### TO DO:
Could you write out all the items below again, replacing "scouting record" with "survey log" and leaving everything else unchanged?

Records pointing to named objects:
---*---

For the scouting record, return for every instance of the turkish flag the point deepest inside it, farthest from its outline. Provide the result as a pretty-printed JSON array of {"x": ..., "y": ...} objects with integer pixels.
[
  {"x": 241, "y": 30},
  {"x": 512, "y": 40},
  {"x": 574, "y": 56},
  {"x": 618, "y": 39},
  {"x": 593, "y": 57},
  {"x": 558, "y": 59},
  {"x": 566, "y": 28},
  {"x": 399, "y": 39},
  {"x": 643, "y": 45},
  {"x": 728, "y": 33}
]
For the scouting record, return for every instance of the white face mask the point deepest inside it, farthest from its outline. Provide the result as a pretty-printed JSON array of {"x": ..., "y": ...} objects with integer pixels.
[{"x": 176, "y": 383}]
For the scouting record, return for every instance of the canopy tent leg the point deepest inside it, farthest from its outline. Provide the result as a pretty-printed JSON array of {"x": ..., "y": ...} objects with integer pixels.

---*---

### ANSWER FOR THIS EXERCISE:
For the survey log, return for every instance of the turkish flag the point deepest inside it, farthest from its outline. Provide the result as a pretty-printed JSON array of {"x": ..., "y": ...} objects with integer pixels.
[
  {"x": 241, "y": 30},
  {"x": 512, "y": 40},
  {"x": 574, "y": 56},
  {"x": 618, "y": 39},
  {"x": 593, "y": 57},
  {"x": 558, "y": 59},
  {"x": 566, "y": 28},
  {"x": 399, "y": 39},
  {"x": 643, "y": 45},
  {"x": 728, "y": 33}
]
For the survey log, return for every instance of the white face mask the point deepest inside it, farthest from its outline. Provide the result as a pretty-printed JSON array of {"x": ..., "y": ...} objects with integer pixels.
[{"x": 176, "y": 383}]
For the survey log, return for every instance of the canopy tent leg the point deepest inside it, farthest from its outline. Provide the result as a pretty-printed JSON array of {"x": ..., "y": ...} objects with integer pixels.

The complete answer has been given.